BEGIN Dataset excerpts
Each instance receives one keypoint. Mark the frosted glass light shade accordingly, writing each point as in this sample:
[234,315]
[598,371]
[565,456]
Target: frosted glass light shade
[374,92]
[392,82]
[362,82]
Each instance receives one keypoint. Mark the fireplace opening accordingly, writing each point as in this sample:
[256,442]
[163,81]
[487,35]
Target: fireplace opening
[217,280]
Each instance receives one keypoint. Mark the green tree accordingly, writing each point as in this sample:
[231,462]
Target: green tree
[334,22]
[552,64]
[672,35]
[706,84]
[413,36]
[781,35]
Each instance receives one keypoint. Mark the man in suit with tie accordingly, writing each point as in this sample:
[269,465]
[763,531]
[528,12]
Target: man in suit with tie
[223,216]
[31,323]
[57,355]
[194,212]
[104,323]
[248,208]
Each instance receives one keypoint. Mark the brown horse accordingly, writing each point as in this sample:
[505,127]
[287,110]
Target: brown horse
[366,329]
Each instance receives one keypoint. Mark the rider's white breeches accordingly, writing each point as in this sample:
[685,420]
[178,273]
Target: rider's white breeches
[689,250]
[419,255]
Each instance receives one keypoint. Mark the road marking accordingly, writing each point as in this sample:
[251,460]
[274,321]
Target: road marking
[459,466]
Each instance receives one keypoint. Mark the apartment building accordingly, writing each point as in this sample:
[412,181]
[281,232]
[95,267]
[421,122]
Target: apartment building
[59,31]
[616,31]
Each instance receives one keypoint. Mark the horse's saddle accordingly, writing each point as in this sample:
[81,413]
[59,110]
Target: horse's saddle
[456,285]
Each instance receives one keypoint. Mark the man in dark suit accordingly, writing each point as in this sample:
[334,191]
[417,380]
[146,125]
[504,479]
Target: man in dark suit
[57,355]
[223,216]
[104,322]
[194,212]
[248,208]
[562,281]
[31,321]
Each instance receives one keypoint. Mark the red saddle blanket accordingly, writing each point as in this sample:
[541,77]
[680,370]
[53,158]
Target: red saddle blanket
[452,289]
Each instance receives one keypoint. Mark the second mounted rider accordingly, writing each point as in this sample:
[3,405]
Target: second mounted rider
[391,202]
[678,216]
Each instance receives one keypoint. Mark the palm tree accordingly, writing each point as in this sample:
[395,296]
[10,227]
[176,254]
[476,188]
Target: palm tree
END Dataset excerpts
Work to be completed — With no word changed, write the entries out once more.

Result of this exercise —
Each instance receives one keypoint. Mark the frosted glass light shade accordingly, writing each point as in this sample:
[234,315]
[598,371]
[565,456]
Target: frosted glass light shade
[374,92]
[392,82]
[362,82]
Each instance receives one keypoint. Mark the fireplace opening accordingly, writing each point as in this sample:
[256,442]
[163,81]
[487,35]
Target: fireplace opening
[217,280]
Each instance receives one keypoint. Mark the green tree accordingly, writing each point as in this sample:
[231,462]
Target: green tree
[334,22]
[552,64]
[672,35]
[706,84]
[413,36]
[781,35]
Each instance receives one keypoint. Mark the man in suit with tie accordingly, writing each point as in this sample:
[269,465]
[763,531]
[528,12]
Target: man in suit with tie
[223,216]
[31,323]
[57,355]
[194,212]
[104,323]
[248,208]
Each instance receives one keypoint. Mark the brown horse accordingly, writing each point as in this sample:
[505,127]
[287,110]
Target: brown horse
[366,329]
Each instance receives one keypoint. Mark the rider's white breeches accordingly, writing each point as in this sample:
[685,420]
[178,273]
Target: rider's white breeches
[689,250]
[419,255]
Each instance receives one keypoint. Mark the road marking accordingly, writing each point as in this sample:
[251,460]
[274,321]
Target: road marking
[459,466]
Each instance receives one keypoint. Mark the apartment building accordingly, writing each point as in this sample:
[412,181]
[281,232]
[95,267]
[421,122]
Target: apartment building
[59,31]
[616,31]
Each instance receives one keypoint. Mark the horse's saddle accordingly, writing each point as in this sample:
[81,413]
[59,110]
Target: horse's saddle
[456,285]
Each instance receives one keypoint. Mark the man in dark suit accordingly, writing each point as in this sample:
[334,191]
[417,380]
[146,125]
[504,479]
Target: man in dark suit
[57,355]
[223,216]
[104,322]
[194,212]
[248,208]
[562,281]
[31,321]
Each instance receives one keypoint. Mark the red saddle blanket accordingly, writing each point as in this sample:
[541,77]
[680,370]
[53,158]
Target: red saddle blanket
[452,289]
Each instance receives one keypoint. Mark the second mounted rider accordingly, writing each point as in this sample:
[3,405]
Target: second mounted rider
[391,202]
[678,216]
Each instance receives one keypoint. Mark the palm tree accordingly, writing each point as in this sample:
[395,296]
[10,227]
[176,254]
[476,188]
Target: palm tree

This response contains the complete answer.